Your objective: Extend the article on the Indian apparel sector's pandemic recovery, starting after its final paragraph.

Passage:
========================

2nd COVID wave to delay full recovery for Indian apparel sector: ICRA

Given the resurgence of COVID-19 cases in India and some of the key export markets, the full recovery for Indian apparel players is expected to be prolonged and pushed back to FY23, ICRA Ratings has said in its latest report. Their business performance in FY22, however, is expected to be better than FY21, as companies are better prepared to follow protocols.

The continued favourable progress on the vaccination rollout and a material shift witnessed towards online shopping will cushion the adverse impact on the brick-and-mortar outlets, helping companies report a better performance vis-à-vis last year, ICRA said in its recent report titled, “Full recovery to pre-COVID levels likely only by FY2023, amid lingering impact of the pandemic.”

Further, lockdown restrictions are likely to be more targeted and regionally focused vis-à-vis the national lockdown implemented last year, and companies are better prepared to follow protocols, respond to restrictions and minimise loss of operations, the report said.

ICRA projects the Indian apparel companies to report double-digit growth in FY22 albeit on a low base, achieving ~85-95 per cent of the pre-COVID turnover levels, broadly maintaining the level of recovery achieved in H2 FY21. Besides pent-up and festive demand, which temporarily supported demand during Q3 FY21, increased mobility amidst the easing of the lockdowns increased consumer confidence in H2 FY21. This encouraged higher footfalls in marketplaces and drove discretionary consumer spending.

“The trend seen in FY21 is corroborated from the rating movements as well. While the credit ratio (ratio of upgrades to downgrades) for apparel companies remained at less than 1 in FY21, reflecting a weakening of the credit profiles amid COVID-19 induced challenges, nearly two-thirds of the downgrades happened in the initial seven months of FY21, with downgrade pressures subsiding significantly from November 2020 onwards,” said Jayanta Roy, senior vice president & group head, Corporate Sector Ratings, ICRA.

In FY21, apparel exporters in ICRA’s sample are estimated to have reported a 20-25 per cent decline in turnover, and a 50-75 basis points (bps) decline in operating margins, following a 200-bps decline in FY20 owing to a revision in export incentive rates and a COVID-led slowdown witnessed from Q4 FY20 onwards. For FY22, ICRA expects top-line growth of ~15-20 per cent for apparel exporters with range-bound margins amid continued discounting requirements, volatile demand patterns and intense competition in the global apparel markets.

========================

Data to examine:
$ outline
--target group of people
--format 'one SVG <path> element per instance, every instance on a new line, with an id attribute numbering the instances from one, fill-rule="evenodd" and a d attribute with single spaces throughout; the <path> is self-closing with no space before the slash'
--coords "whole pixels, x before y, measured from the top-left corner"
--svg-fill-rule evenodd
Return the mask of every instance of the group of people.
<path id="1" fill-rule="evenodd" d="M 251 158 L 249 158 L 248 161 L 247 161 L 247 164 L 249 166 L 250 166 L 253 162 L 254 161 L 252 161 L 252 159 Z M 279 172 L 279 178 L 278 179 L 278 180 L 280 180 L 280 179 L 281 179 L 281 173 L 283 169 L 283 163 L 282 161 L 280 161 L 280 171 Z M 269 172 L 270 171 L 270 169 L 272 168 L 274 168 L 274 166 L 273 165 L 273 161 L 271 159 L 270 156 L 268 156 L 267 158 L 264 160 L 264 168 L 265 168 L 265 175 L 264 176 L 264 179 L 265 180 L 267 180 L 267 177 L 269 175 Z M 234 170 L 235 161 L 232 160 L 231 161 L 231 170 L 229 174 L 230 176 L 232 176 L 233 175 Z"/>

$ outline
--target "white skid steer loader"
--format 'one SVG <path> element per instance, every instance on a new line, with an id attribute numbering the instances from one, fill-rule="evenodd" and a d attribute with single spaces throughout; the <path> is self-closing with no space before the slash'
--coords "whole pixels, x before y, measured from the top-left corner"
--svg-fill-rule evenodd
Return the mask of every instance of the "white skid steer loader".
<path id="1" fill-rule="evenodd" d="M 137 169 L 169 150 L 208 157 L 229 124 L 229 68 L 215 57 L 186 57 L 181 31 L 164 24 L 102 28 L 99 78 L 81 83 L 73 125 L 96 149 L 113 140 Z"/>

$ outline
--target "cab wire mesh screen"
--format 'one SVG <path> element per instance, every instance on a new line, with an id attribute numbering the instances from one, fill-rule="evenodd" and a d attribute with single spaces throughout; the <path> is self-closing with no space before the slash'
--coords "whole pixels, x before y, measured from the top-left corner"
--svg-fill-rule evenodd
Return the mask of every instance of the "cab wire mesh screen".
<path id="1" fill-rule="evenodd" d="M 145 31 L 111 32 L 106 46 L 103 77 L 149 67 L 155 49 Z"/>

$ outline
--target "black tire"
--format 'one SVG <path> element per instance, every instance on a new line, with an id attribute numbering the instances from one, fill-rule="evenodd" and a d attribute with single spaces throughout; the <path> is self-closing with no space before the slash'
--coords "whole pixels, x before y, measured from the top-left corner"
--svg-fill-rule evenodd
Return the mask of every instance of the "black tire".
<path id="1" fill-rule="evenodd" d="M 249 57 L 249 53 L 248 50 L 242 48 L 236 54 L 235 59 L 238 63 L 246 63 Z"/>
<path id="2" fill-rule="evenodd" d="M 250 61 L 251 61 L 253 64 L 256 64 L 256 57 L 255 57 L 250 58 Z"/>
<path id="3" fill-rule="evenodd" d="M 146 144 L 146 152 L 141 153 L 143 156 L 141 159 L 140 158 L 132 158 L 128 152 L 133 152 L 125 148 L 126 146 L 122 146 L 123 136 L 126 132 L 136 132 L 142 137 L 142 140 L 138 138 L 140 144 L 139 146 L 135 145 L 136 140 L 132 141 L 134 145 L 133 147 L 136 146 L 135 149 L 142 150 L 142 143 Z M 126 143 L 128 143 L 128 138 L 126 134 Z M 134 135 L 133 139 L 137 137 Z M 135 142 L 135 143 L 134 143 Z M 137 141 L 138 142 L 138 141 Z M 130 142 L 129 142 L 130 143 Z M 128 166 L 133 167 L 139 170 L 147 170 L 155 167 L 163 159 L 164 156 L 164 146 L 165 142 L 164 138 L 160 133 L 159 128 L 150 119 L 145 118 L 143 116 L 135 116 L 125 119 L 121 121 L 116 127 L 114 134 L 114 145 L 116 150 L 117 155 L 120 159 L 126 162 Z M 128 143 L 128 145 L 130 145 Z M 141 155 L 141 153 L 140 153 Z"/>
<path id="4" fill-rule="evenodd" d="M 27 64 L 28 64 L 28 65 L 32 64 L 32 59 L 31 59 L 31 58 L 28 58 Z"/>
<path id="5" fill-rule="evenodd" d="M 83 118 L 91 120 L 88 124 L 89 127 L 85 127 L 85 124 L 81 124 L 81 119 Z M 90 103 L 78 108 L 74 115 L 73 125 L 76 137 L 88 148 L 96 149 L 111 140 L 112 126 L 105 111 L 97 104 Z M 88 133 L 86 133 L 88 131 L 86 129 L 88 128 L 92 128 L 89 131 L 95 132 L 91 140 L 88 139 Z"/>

========================

Result of this exercise:
Apparel retailers are expected to report a 35-40 per cent growth in turnover in FY22, with partial recovery in operating margins. However, margins are expected to remain lower than the pre-COVID levels by ~200-300 bps. Domestic apparel retailers are estimated to have witnessed ~35-40 per cent decline in turnover and a sharp contraction of ~400-500 bps in their operating margins in FY21, with steep discounts to liquidate channel inventories and high fixed costs such as rentals, sales force etc, despite steps taken to curtail these costs.

For FY22, apart from these continued pressures, increased raw material costs are likely to limit improvement in margins for apparel players. There has been a sharp surge in yarn prices across the board. In March 2021, cotton, polyester and viscose yarn prices averaged ~21-22 per cent higher than the level seen about three months ago, and ~40 per cent, 26 per cent and 19 per cent higher respectively, than the average level in March 2020.

“While the demand for apparels had improved in the recent quarters, it remained below pre-COVID levels. This apart, the recent resurgence in COVID cases in key metros and tier-I cities is likely to keep the demand weak in the near term. Even after the infections subside, the resultant higher channel inventory is expected to keep it a buyers’ market, allowing sellers limited flexibility to pass on the cost increases to the buyers. This is expected to cap the improvement in profitability during FY22, despite the y-o-y increase in turnover,” Nidhi Marwaha, vice president & co-head, Corporate Sector Ratings, ICRA, said.

Nevertheless, the partial recovery in sales and profitability is expected to result in some improvement in coverage metrics of apparel players during FY22, supported by limited capex spends, even though working capital borrowings to support the elongated cycle will keep debt levels high.